TEXT PROVIDED:

# Peppers friend Lilly



## MsPepper (Mar 26, 2014)

On 17th September we had to set free our beloved English Springer Spaniel "Lilly". Lilly took her last breath at 16:55 (4:55 pm EDT). It was the hardest decision I ever had to make in my life. I know I did the right thing, but it still hurts.
She was our companion for 14 years 2 month and 3 days and Peppers friend for a little over 14 month. We got her, on her 1st Birthday, from a former co-worker of my husband. 
Lilly always accompanied us, wherever we moved to. I/we could never ever leave her or any of our other pets behind.
She left a big hole in my heart. She helped me to make it through of those many month I was alone with my kids, while my husband was deployed. 

I hope you are happy and pain free wherever you are. Hope "Tommy", "Belle", "Gateway", "Tiger", "Lumpi" and all the other animals where there to greet you.

Bye bye my dear Lilly, until we meet again. Miss you, my old girl. 

This picture was taken last fall, while she was sleeping during the day in my oldest sons room.









Don't know when this was taken, but you can see Pepper really liked her. From the day we let Pepper, after the all clear from the vet, join out 2 dogs and us, she always sucked on Lilly's ears. She was purring and sucking (really loud, that was woken up by it many times).


----------



## cat owner again (Dec 14, 2012)

Oh Lilly is beautiful and I am sure this was very hard. I really understand. It looks like Lilly had a long life full of love. RIP Lilly.


----------



## Jetlaya67 (Sep 26, 2012)

I am sorry about your beloved Lilly. She was a beautiful doggy.


----------



## spirite (Jul 31, 2012)

I am so sorry about Lilly.  She had a long and happy life with you, and she knows how much you loved her.


----------



## marie5890 (May 18, 2011)

Oh I am so sorry for the loss of your beloved Lilly.

Lilly you are beautiful, sweet girl. Eternal petpets and nose kisses. Run free, feeling well!!!


----------



## 10cats2dogs (Jun 16, 2013)

MsPepper, 
I'm so sorry for your loss of Lily...
What a Pretty Girl...
There are people who are only "Dog" people, and people who are only "Cat" people...
I also love BOTH, each for their own unique ways of relating to us, and I happen to feel, that they are very complementary to each other.

When I lost a half Dobie, half Rottweiler girl, several years ago, her best little friend PussPuss, my kitty, kept looking for her...
I gave PussPuss lots & lots of extra loves and playtimes...then we adopted a kitten that the step-daughter couldn't keep and PussPuss adopted Peaches immediately. 

Give Pepper extra lovins' and play times...and don't be surprised, if she seems more subdued for a while.

DATA:

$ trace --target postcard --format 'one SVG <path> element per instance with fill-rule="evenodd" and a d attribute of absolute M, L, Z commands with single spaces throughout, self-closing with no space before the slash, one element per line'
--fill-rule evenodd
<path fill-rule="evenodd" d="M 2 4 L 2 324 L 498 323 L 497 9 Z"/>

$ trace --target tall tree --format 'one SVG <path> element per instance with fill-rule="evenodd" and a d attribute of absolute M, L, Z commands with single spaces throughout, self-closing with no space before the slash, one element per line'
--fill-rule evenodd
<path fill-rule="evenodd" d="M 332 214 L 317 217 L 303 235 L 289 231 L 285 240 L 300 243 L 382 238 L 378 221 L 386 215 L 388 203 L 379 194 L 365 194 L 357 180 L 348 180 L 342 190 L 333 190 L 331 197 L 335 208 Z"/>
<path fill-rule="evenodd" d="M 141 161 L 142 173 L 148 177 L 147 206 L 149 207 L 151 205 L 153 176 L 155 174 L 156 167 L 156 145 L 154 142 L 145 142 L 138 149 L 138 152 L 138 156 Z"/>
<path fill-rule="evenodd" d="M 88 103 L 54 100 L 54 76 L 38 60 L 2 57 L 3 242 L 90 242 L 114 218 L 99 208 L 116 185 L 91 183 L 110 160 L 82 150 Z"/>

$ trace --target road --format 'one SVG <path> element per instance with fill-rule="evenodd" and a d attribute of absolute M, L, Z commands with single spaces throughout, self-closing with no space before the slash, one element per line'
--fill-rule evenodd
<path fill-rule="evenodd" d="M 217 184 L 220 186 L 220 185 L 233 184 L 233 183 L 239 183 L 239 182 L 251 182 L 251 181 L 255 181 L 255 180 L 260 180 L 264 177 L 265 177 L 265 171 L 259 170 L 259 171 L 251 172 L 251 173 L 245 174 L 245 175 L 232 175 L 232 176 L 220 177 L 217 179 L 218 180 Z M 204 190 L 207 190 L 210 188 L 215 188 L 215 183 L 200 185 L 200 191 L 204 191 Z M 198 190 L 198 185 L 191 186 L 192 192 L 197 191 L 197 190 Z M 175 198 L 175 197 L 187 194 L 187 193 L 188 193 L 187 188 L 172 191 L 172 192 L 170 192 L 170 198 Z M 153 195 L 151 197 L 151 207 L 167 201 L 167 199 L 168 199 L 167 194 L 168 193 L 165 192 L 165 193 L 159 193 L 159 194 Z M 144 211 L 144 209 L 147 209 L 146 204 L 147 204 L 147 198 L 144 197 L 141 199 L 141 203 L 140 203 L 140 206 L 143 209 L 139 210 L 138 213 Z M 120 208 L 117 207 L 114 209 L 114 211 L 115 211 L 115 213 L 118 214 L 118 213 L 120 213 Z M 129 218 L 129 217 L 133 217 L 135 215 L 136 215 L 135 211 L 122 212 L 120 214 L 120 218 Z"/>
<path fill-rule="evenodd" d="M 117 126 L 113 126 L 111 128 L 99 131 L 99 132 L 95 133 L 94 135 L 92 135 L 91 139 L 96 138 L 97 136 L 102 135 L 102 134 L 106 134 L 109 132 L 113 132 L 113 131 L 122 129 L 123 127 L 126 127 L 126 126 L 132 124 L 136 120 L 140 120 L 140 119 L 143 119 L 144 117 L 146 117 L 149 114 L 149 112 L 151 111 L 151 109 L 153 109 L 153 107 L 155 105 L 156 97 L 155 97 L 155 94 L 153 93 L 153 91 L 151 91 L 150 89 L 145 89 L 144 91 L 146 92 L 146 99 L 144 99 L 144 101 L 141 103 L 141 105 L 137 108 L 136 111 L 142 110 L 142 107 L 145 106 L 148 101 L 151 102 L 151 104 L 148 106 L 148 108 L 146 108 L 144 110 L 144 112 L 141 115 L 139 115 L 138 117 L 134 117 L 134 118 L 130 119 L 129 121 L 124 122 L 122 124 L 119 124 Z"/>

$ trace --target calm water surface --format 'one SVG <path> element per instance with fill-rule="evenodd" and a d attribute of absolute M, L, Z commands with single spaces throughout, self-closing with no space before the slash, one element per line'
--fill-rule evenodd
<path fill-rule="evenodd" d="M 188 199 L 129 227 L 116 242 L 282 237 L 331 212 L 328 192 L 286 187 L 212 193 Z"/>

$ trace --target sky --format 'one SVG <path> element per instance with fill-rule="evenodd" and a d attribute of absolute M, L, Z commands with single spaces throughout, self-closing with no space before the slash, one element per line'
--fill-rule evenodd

PROMPT 1: Summarize the forum thread about Lilly in two sentences.
PROMPT 2: Quote the forum thread about Lilly, starting with "I also love" and going on through "adopted Peaches immediately.".

WRITTEN RESPONSE 1: MsPepper writes about having to set free Lilly, an English Springer Spaniel who was a companion for 14 years 2 months and 3 days and Pepper's friend for a little over 14 months, and calls it the hardest decision of a lifetime. Other posters reply with sympathy, and 10cats2dogs advises giving Pepper extra love and playtime, since she may seem more subdued for a while.

WRITTEN RESPONSE 2:
I also love BOTH, each for their own unique ways of relating to us, and I happen to feel, that they are very complementary to each other.

When I lost a half Dobie, half Rottweiler girl, several years ago, her best little friend PussPuss, my kitty, kept looking for her...
I gave PussPuss lots & lots of extra loves and playtimes...then we adopted a kitten that the step-daughter couldn't keep and PussPuss adopted Peaches immediately.